Aim of the task: In the records below, some lines hold the word "wall". Copy each of those lines.

Data listing:
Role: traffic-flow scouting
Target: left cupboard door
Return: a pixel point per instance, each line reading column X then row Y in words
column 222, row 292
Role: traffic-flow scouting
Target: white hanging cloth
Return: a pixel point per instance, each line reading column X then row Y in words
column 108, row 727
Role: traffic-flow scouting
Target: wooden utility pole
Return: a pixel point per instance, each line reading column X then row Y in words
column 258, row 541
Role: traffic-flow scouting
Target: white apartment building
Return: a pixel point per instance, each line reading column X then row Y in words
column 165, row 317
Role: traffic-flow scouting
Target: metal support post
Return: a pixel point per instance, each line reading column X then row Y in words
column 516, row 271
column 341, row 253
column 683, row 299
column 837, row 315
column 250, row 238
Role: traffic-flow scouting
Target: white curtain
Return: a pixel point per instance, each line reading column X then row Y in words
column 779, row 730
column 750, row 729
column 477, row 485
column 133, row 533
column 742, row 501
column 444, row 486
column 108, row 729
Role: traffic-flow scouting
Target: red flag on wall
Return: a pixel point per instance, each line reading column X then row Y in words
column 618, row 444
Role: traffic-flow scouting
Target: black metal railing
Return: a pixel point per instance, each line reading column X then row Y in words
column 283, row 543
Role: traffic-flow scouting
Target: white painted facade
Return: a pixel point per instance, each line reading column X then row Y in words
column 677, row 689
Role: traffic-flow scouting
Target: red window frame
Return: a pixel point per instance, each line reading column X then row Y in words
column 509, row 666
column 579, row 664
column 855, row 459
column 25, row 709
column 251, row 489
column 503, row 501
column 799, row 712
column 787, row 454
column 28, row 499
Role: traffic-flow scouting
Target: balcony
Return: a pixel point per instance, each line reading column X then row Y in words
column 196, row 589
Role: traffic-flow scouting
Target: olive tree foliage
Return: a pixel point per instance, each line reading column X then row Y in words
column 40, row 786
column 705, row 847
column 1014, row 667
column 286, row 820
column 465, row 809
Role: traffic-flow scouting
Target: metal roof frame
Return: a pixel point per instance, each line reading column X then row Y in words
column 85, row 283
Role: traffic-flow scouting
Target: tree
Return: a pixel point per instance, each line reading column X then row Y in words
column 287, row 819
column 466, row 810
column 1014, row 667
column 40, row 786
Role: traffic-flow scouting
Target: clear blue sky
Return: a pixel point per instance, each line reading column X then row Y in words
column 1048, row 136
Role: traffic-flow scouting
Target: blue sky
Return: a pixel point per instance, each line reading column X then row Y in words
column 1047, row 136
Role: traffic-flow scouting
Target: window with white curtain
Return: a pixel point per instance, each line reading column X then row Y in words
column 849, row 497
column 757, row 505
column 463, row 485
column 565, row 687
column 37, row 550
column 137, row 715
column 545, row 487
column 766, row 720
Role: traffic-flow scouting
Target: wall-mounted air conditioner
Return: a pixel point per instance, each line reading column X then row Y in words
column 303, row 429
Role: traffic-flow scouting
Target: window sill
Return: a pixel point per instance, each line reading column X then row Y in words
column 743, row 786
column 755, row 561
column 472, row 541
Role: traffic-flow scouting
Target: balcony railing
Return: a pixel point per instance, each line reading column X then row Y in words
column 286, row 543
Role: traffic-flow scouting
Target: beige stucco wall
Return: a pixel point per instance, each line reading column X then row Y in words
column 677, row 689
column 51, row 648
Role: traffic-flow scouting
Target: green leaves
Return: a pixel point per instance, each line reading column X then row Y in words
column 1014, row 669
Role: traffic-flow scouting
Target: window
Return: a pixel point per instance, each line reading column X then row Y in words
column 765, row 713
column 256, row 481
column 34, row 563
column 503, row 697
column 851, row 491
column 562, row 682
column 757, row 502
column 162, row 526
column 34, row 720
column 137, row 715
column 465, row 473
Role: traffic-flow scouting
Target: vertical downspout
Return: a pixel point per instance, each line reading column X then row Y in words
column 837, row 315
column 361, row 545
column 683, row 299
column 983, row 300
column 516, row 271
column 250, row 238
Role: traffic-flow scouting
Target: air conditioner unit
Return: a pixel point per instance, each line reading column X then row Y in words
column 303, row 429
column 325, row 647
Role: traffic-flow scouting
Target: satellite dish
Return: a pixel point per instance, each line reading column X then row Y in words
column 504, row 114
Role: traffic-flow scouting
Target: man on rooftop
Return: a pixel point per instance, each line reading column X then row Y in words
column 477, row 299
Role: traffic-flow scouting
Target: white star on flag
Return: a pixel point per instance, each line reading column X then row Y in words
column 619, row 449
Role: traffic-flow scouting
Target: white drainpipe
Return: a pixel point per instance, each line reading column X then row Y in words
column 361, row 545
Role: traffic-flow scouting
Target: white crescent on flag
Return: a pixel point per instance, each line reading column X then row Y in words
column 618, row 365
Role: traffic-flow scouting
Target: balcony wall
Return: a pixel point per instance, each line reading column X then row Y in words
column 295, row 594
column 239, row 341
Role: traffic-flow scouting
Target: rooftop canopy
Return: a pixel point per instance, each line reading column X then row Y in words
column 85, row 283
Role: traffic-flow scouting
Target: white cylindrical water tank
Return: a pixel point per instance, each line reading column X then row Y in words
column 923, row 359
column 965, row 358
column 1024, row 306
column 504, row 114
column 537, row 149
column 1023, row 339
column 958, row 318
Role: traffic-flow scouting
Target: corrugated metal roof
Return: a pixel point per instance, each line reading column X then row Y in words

Task solution:
Target: red flag on wall
Target: wall-mounted air conditioner
Target: beige stucco wall
Target: balcony wall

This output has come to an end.